Excerpted passage
......
Metal prices did indeed fall as expected, and there is now a pretty substantial debate over whether, as a recent Financial Times headline put it, “mining is at rock bottom”. I am not as confident today as I was in 2011-12 about overriding my basic ignorance of the metals industry and predicting metal prices largely on the basis of my China expectations, but I continue to believe that metals prices will fall – probably to levels not very far from those typical at the turn of the century (adjusting for inflation and the strength of the dollar).

I say this because China has only begun its adjustment process, and investment growth still has a long ways to fall. Global demand is structurally weak, probably because of high levels of income inequality which tend to reduce both consumption growth and growth in private investment. Unless we were suddenly to see roaring growth in India over the next few years, which is not out of the question given how its poor infrastructure guarantees an obvious productive destination for investment flows, I don’t expect any counterpart to China’s continued declining demand for metals.

  1. Effect on energy

I am often asked how I expect China’s rebalancing to affect demand for energy, but I find my framework not especially useful in answering this question. As China’s growth slows and demand switches from investment to consumption, I assume there will be slower growth in China’s demand for energy because except for automobile purchases, which have probably peaked even in the best of cases, consumption tends to be less energy intensive than the kinds of investment that has dominated Chinese activity in the past.
......
Problem requirements
Translate this sentence from the passage on metal prices into Spanish: "I say this because China has only begun its adjustment process, and investment growth still has a long ways to fall."

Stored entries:
......
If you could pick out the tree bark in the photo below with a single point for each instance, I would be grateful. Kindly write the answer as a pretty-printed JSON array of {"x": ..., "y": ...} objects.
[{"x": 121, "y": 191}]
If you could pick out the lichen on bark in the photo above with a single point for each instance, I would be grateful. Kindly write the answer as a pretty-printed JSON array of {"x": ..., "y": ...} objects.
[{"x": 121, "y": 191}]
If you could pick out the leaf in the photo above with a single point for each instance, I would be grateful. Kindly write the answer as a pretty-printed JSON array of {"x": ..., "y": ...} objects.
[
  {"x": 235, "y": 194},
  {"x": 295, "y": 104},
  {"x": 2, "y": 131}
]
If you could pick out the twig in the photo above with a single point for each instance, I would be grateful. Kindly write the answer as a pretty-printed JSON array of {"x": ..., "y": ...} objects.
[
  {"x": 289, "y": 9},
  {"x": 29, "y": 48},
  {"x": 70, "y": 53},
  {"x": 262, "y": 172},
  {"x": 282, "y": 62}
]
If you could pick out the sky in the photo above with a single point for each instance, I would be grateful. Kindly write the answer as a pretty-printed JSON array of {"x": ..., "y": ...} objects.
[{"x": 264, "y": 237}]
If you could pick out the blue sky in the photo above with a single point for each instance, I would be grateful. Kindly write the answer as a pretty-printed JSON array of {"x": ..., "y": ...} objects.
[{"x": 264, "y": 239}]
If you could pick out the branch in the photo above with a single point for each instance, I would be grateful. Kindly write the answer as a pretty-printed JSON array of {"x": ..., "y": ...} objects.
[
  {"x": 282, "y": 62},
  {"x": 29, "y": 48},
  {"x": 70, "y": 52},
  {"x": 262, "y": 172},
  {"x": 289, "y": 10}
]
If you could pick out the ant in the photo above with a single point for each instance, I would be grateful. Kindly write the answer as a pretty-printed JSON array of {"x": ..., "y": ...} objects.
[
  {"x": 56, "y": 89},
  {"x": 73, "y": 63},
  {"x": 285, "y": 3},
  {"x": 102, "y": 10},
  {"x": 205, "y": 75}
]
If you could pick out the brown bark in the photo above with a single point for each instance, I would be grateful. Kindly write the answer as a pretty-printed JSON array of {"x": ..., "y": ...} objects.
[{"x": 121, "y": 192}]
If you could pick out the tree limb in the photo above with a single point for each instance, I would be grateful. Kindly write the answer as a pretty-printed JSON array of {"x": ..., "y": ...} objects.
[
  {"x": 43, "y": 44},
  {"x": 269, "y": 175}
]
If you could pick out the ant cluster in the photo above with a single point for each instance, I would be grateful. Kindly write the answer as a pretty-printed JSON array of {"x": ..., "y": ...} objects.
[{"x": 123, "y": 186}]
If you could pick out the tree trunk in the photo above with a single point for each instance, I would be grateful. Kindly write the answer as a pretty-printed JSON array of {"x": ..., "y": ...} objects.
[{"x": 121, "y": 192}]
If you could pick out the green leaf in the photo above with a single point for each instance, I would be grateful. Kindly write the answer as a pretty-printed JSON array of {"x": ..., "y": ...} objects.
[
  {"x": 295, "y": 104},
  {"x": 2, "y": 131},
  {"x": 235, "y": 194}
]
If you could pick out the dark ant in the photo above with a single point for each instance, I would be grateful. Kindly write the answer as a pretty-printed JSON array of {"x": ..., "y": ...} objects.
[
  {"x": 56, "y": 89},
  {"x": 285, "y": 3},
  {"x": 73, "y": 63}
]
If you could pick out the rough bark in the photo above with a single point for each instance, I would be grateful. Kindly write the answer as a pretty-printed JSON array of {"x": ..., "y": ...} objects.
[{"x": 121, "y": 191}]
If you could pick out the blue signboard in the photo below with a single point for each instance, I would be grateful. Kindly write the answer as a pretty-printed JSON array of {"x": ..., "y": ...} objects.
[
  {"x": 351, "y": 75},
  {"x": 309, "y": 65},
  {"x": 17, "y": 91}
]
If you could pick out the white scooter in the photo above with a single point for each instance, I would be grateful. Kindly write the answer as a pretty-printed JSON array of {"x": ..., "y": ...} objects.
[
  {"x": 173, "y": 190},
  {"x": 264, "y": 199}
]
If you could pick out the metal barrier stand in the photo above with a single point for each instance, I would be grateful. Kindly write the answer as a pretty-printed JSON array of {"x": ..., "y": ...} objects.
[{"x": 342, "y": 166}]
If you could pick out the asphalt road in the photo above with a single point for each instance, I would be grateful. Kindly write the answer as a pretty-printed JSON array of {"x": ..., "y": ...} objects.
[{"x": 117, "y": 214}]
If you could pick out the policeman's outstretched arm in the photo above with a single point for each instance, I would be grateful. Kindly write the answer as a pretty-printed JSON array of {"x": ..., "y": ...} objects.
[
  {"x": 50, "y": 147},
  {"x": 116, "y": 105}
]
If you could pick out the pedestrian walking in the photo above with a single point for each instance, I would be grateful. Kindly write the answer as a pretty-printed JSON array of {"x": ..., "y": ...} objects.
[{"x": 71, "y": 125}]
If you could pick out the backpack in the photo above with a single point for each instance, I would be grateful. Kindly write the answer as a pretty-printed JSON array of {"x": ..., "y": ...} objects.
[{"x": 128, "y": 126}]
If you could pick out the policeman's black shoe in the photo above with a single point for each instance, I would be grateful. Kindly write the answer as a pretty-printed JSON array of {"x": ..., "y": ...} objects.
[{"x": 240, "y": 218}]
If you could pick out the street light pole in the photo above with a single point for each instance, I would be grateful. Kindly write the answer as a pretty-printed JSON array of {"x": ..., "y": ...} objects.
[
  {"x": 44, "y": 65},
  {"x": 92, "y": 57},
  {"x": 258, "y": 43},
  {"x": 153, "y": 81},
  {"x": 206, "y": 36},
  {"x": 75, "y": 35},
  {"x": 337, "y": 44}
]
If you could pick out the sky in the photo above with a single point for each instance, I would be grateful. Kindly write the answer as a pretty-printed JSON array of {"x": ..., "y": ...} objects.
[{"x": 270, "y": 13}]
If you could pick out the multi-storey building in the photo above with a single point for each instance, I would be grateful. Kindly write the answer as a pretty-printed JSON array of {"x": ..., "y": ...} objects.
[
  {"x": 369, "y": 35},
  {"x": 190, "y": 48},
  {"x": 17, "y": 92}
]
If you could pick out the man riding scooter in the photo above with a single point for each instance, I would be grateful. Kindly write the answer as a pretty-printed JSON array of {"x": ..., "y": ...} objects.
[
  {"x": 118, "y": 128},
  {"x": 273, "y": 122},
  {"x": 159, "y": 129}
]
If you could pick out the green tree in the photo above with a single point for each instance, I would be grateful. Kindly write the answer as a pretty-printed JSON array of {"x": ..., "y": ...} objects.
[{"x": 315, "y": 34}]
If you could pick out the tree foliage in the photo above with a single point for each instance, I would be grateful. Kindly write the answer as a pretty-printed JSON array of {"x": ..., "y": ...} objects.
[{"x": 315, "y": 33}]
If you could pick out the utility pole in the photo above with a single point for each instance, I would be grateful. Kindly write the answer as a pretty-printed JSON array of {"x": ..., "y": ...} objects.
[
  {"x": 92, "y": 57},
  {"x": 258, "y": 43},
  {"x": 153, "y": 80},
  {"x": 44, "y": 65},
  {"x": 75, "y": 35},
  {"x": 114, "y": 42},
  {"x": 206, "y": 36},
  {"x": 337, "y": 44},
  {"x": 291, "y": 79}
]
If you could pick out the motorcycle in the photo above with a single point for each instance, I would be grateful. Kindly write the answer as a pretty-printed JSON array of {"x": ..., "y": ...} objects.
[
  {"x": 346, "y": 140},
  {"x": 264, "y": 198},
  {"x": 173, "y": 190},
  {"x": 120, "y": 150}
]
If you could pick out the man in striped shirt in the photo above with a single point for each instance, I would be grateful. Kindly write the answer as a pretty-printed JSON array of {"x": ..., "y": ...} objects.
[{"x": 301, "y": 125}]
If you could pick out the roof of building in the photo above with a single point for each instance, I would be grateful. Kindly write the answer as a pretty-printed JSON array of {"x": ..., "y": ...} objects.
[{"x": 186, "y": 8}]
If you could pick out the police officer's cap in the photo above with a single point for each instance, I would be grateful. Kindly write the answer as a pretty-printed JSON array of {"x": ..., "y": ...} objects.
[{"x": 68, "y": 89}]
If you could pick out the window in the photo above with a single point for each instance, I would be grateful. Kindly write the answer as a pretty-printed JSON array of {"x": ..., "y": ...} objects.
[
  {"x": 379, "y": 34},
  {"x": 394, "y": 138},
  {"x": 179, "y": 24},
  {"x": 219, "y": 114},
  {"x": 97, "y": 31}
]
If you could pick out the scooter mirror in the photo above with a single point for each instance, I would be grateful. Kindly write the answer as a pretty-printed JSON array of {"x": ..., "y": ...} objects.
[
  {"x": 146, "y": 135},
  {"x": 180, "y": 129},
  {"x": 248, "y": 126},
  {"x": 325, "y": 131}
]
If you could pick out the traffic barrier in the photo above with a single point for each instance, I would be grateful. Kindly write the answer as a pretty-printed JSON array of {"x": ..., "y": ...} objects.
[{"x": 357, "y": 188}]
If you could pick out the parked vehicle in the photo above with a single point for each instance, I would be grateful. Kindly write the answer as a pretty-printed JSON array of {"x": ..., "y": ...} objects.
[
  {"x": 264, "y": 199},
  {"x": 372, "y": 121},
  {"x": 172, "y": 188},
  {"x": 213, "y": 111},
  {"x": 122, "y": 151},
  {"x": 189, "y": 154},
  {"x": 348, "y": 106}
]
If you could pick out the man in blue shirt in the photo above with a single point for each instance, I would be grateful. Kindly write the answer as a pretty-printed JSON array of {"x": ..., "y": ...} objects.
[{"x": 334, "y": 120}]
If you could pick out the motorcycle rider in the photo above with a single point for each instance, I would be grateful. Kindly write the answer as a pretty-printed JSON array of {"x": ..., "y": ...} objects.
......
Final answer
Digo esto porque China apenas ha comenzado su proceso de ajuste, y al crecimiento de la inversión todavía le queda mucho por caer.